## Selected extract:
● ● ● ● ●
2 SPEAKING OF "VERKEHR"
Since the second half of the 19th century, traffic* has represented an ensemble of powers and preparations, the mobile as well as the distanced, the pathway, the fuel and the people who travel by means of them. The global trade of the colonial supra-regional movements of the 16th century correlates with the total connections of the planet's transport technology – via waterways and streets, rails and air routes. When someone carried on a great deal of trade* at that time, it meant that he brought large amounts of goods into circulation, sold a great deal of these goods, was skilled as a businessman. However, not only the early capitalistic exchange of goods, but also art was an object of this trade*: "works of art … can … be copied, cast, and the copies can be publicly sold* with out the approval of the creator of the original being required …" (2) The works were sold, "brought into circulation". The more general and, at the same time, more intimate meaning of 11 social contact" was freed of this commercial association. "Keeping company with someone" meant to have public contact* with someone, social or sexual intercourse. The location of the action is therefore relocated from an economically determined external arena to an intermediate social space, into an intimate internal space.

A turn (Wende) is contained in the oldest meaning of the word, the turnabout, the transformation and the distortion – turning something into it's opposite – the Kehre ("… had Circe the power to change* men into animals"). (3)

"Verkehren" in the sense of association, commercial activity* and transportation* suggests all the same a transfer and a connection, whereby the turnaround or change can be the result of these movements. The technical connection, the attachment from the circulation of goods made by all those involved in the process of exchange in the market economy, the connection to natural resources and energy forms produced by industrialization, the scientific connection to the phylogenic chain of development as well as the quanta of material, the deep-psychological connection to the unconscious, the battles of annexation all sorts of wars and the telematic connection to the world as information – which, on the other hand, can tell us about all the other annexation practices: All these connections correspond respectively to a turnaround* or change, a turn from an earlier status to new conditions, new relationships, new ties.
● ● ● ● ●
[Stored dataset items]
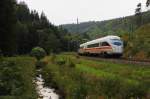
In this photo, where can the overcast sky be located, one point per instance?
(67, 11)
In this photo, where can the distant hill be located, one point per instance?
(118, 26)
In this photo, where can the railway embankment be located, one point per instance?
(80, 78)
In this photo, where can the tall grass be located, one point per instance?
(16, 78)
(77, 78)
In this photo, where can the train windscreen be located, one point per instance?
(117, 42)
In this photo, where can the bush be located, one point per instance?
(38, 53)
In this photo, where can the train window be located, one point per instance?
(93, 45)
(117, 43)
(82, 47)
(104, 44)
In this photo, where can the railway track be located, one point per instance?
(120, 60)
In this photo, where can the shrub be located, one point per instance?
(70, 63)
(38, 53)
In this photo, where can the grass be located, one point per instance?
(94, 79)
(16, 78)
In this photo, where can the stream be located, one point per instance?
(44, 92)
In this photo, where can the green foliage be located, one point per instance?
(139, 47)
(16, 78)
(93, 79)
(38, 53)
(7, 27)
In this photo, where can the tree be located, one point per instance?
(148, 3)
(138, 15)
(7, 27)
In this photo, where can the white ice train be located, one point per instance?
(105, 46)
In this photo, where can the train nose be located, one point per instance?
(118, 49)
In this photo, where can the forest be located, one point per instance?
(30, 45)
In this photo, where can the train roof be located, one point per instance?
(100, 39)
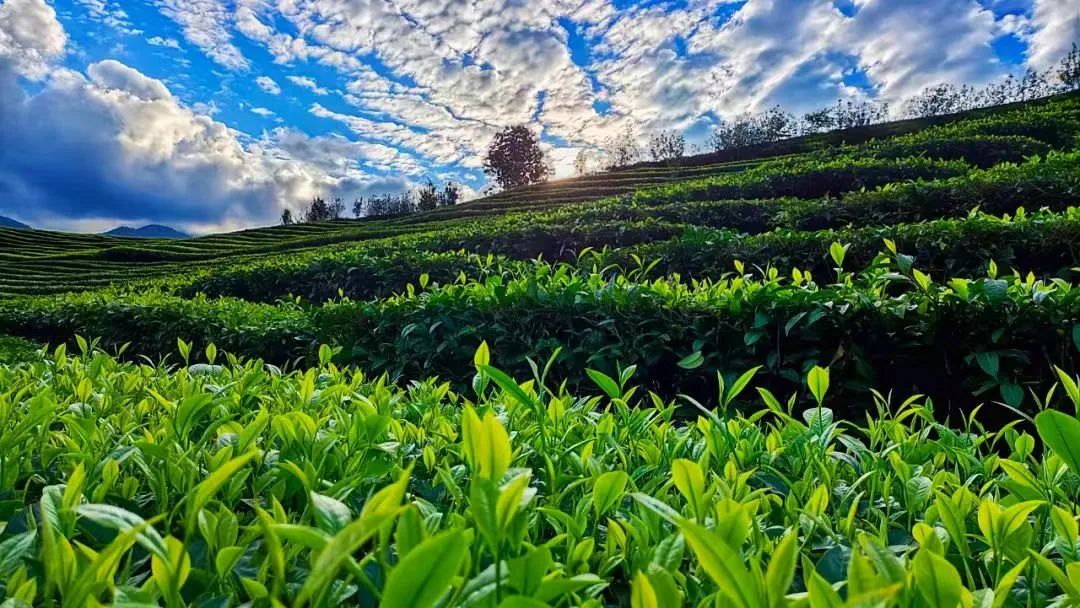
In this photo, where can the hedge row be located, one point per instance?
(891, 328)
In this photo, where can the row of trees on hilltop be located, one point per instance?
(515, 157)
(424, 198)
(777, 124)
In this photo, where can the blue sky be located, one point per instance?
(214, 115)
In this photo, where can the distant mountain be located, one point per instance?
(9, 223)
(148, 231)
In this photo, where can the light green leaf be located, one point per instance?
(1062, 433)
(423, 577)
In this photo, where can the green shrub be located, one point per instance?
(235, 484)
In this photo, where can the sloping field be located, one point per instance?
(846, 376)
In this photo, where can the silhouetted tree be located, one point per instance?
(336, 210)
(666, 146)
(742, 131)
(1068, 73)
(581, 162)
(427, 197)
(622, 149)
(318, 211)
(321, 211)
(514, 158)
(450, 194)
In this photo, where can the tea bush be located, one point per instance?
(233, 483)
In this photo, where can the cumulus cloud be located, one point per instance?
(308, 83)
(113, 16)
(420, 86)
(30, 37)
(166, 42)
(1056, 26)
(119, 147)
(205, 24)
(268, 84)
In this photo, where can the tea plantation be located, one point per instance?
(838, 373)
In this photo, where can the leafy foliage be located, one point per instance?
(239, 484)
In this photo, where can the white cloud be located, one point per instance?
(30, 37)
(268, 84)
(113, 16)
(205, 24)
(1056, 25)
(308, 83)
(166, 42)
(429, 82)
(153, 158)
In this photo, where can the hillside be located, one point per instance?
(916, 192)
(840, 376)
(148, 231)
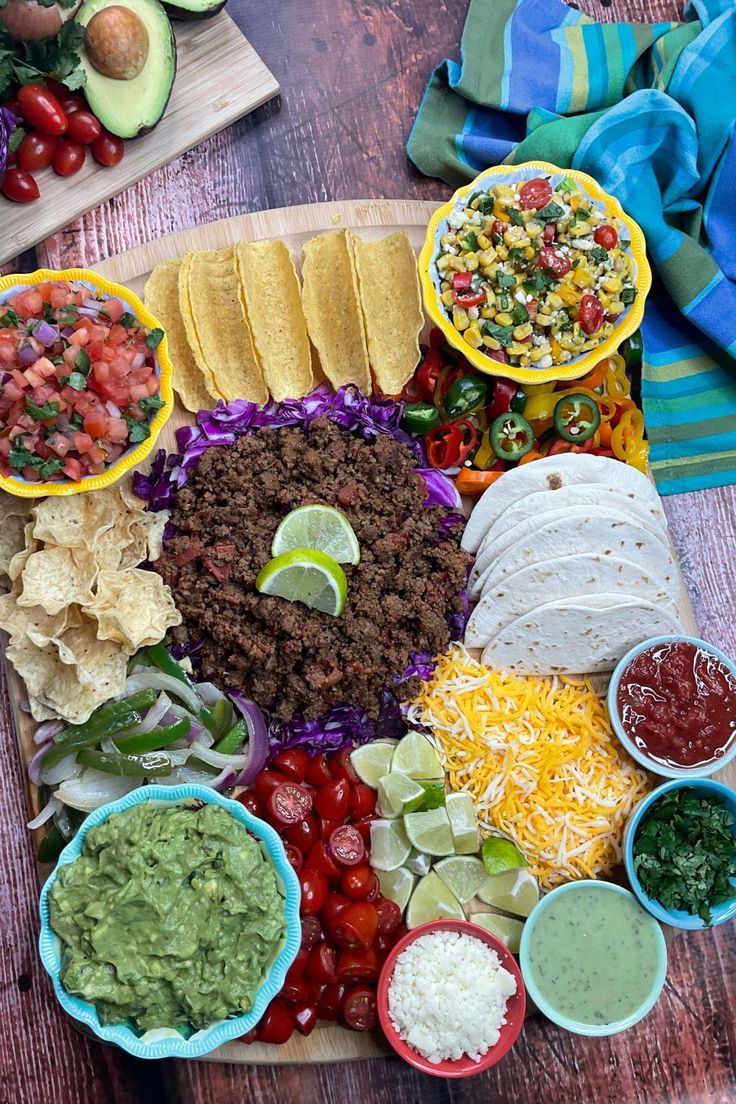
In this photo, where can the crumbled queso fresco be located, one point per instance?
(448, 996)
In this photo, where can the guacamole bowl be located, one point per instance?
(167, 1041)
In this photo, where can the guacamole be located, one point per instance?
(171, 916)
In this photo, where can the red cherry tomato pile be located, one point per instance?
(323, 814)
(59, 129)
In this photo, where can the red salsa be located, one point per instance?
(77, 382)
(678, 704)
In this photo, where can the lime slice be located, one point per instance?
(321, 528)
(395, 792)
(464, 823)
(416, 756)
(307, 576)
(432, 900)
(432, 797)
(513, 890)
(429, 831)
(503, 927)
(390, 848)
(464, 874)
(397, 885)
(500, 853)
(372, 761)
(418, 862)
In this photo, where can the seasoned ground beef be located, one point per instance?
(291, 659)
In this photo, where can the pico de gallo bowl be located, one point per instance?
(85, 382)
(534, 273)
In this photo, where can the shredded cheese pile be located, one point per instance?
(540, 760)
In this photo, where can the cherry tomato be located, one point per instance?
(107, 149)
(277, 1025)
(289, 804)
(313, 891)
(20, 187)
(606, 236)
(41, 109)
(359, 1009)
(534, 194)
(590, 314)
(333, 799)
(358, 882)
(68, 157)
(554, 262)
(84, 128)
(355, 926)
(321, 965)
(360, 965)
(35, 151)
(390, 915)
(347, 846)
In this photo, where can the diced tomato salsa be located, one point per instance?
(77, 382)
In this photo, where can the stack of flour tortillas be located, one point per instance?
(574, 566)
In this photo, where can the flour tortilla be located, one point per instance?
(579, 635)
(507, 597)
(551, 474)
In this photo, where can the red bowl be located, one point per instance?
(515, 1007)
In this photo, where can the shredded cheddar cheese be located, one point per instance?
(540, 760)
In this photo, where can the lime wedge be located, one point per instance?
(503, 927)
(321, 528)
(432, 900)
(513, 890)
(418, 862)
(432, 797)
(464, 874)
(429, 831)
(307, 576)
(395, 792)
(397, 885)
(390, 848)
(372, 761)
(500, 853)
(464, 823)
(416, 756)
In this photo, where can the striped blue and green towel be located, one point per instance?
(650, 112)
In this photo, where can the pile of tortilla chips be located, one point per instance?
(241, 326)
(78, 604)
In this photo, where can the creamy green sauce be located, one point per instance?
● ● ● ● ●
## Written tasks:
• A. According to the excerpt on the word "Verkehr," since when has traffic represented an ensemble of powers and preparations?
• B. Reproduce word for word the stored dataset rows starting at the row that contains "In this photo, where can the striped" and ending at the final row of the dataset, both included.

## Full answers:
• A. Since the second half of the 19th century.

• B.
In this photo, where can the striped blue and green towel be located, one point per instance?
(650, 112)
In this photo, where can the pile of tortilla chips be located, one point per instance?
(241, 326)
(78, 604)
In this photo, where can the creamy green sauce be located, one point per instance?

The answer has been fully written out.